Set problem
Lay out the material below as a numbered list, starting at the line that contains "Tag the traditional" and ending at the line that contains "(1190, 433)". Leave out blank lines and include nothing else.

Dataset rows
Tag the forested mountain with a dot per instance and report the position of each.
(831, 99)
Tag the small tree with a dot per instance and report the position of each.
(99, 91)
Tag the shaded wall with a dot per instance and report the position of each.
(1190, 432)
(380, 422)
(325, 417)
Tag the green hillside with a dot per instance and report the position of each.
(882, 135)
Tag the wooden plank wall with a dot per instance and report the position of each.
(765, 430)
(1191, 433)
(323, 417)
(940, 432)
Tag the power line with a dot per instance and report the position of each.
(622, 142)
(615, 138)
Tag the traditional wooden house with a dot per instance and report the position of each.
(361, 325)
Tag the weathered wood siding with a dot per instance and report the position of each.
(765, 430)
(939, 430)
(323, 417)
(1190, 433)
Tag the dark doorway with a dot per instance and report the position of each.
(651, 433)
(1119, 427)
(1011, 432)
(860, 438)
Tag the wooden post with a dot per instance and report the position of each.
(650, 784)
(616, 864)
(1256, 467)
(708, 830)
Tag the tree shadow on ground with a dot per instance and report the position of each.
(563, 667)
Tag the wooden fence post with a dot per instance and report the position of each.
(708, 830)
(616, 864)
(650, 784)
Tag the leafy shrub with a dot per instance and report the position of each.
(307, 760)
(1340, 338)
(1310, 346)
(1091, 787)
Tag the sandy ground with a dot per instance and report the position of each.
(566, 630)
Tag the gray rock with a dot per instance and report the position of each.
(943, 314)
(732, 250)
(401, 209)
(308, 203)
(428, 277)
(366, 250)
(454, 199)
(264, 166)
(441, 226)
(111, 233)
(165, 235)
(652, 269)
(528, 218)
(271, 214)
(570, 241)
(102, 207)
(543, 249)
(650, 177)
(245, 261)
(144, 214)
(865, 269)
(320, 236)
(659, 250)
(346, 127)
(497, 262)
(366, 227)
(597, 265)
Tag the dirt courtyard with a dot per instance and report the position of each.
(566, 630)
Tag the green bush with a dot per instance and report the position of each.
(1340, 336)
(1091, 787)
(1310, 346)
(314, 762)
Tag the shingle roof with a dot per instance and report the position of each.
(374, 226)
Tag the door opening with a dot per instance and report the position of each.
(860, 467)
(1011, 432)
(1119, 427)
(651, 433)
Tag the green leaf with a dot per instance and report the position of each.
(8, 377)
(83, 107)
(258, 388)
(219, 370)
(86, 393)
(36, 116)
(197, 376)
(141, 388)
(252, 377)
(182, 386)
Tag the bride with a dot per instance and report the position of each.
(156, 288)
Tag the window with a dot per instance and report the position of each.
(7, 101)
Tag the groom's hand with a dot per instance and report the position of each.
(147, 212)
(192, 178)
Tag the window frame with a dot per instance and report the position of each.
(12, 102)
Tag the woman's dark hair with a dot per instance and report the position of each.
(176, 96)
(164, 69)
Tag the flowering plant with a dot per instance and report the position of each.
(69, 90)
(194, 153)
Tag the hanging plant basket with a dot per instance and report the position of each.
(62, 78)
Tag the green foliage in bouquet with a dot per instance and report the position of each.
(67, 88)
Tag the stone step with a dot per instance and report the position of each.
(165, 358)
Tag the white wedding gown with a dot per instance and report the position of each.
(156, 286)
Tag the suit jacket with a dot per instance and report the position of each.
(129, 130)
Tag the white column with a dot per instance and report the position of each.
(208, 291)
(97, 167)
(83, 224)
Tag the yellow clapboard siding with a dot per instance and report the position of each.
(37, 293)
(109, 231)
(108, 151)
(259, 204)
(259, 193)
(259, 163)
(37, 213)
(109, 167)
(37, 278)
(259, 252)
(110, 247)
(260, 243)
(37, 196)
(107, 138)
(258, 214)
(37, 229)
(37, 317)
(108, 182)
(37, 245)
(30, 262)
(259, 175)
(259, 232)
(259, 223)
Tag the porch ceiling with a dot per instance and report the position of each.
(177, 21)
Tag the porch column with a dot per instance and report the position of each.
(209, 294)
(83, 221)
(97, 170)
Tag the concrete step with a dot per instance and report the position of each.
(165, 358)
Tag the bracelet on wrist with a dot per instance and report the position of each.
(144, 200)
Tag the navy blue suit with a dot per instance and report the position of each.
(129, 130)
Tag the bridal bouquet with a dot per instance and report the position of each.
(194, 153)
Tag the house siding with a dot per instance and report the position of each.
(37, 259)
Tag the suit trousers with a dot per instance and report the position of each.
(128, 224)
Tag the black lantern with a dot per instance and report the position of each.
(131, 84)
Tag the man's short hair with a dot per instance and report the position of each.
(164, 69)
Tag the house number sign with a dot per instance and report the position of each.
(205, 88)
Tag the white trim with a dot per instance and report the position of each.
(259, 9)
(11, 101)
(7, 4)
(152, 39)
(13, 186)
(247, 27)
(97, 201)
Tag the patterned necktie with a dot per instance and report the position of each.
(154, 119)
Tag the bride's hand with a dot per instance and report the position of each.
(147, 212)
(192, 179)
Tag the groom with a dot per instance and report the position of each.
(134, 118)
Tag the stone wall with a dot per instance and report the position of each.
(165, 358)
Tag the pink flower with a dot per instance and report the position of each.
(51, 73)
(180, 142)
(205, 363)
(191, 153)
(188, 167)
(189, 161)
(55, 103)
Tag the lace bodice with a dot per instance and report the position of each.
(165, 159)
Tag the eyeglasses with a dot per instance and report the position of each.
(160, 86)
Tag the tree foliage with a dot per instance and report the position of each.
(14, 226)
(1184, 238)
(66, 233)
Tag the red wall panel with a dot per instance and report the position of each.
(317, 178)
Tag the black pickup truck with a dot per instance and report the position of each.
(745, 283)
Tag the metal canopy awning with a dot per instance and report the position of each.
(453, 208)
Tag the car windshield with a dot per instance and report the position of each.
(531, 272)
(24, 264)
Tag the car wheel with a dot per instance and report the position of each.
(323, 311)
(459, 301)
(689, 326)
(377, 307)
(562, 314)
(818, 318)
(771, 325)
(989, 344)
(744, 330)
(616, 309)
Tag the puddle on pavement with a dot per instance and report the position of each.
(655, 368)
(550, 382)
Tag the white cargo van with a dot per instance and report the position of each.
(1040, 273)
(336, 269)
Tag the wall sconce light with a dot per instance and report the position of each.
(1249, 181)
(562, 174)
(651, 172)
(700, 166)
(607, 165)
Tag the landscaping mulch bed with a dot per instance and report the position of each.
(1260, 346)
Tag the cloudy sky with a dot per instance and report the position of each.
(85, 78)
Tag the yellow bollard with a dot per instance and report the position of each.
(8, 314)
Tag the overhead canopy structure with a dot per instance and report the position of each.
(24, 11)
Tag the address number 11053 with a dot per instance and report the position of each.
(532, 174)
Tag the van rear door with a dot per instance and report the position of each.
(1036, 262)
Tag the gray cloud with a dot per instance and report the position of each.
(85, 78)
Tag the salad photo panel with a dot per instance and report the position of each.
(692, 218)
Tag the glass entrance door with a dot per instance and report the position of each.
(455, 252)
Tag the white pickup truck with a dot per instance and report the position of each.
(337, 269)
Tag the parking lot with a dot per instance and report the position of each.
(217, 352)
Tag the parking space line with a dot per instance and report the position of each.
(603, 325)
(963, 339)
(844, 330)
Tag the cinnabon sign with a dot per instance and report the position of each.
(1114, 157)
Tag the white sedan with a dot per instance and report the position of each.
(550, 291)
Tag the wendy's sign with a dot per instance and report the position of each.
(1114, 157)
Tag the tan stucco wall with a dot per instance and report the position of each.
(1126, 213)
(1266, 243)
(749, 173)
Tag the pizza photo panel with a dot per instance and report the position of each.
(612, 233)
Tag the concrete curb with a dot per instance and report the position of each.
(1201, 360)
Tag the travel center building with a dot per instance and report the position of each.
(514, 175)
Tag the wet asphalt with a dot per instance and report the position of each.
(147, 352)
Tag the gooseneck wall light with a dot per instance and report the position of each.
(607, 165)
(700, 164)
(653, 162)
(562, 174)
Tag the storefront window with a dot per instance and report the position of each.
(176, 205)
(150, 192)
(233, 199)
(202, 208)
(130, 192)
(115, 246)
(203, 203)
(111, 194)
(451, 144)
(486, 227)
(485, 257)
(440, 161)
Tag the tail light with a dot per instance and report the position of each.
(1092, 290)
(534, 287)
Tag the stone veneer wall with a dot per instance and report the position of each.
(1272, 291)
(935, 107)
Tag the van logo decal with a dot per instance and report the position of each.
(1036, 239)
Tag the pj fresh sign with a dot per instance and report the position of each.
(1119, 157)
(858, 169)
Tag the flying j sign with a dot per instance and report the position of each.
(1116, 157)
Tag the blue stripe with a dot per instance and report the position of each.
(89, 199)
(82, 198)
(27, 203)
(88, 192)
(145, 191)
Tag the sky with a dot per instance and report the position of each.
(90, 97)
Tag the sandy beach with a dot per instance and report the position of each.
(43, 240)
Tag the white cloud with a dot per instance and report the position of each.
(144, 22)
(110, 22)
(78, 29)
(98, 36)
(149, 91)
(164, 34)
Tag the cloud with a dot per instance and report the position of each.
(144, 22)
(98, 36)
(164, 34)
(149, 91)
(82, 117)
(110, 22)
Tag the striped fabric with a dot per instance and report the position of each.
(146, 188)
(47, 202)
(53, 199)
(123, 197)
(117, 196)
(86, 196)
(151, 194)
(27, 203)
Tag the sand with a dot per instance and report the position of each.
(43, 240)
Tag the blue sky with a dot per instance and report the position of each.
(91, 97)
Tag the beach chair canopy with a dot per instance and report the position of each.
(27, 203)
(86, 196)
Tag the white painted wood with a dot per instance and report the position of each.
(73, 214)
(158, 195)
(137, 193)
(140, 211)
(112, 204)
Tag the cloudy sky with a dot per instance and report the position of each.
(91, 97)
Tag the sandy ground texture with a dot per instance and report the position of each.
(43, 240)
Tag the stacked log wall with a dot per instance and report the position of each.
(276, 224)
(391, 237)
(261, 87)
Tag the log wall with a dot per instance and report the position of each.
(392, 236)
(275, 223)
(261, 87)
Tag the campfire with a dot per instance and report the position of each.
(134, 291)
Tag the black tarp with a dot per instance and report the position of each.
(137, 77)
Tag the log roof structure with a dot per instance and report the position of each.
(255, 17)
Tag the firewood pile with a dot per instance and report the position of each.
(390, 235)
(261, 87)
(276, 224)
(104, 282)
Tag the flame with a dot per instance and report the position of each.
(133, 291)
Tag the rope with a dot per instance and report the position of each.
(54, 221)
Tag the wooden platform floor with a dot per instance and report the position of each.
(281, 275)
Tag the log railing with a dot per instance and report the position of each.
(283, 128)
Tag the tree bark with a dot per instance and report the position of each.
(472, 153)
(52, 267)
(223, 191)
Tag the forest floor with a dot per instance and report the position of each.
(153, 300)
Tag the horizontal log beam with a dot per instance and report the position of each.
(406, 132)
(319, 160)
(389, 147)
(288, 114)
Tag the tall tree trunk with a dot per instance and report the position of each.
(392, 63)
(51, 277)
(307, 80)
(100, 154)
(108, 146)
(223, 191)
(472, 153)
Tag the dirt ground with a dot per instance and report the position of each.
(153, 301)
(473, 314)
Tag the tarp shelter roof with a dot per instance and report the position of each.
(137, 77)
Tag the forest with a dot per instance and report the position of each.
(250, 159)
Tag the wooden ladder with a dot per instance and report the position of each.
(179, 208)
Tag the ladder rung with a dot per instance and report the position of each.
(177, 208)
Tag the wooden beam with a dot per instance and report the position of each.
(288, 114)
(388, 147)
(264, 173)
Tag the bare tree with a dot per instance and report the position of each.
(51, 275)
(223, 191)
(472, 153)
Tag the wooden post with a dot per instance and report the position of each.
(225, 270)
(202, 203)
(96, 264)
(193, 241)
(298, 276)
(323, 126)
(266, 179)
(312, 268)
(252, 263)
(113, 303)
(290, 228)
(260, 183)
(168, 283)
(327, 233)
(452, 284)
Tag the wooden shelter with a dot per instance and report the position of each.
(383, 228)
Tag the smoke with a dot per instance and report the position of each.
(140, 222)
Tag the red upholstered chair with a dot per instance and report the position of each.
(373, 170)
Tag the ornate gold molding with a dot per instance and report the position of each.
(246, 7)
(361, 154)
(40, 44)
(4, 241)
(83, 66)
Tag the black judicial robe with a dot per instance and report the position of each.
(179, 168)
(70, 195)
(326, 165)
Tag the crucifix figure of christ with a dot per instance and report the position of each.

Written response
1. Tag the traditional wooden house with a dot per instance and report the position of each.
2. (361, 325)
3. Tag the weathered wood siding with a dot per instance and report the position of each.
4. (765, 430)
5. (939, 430)
6. (323, 417)
7. (1190, 433)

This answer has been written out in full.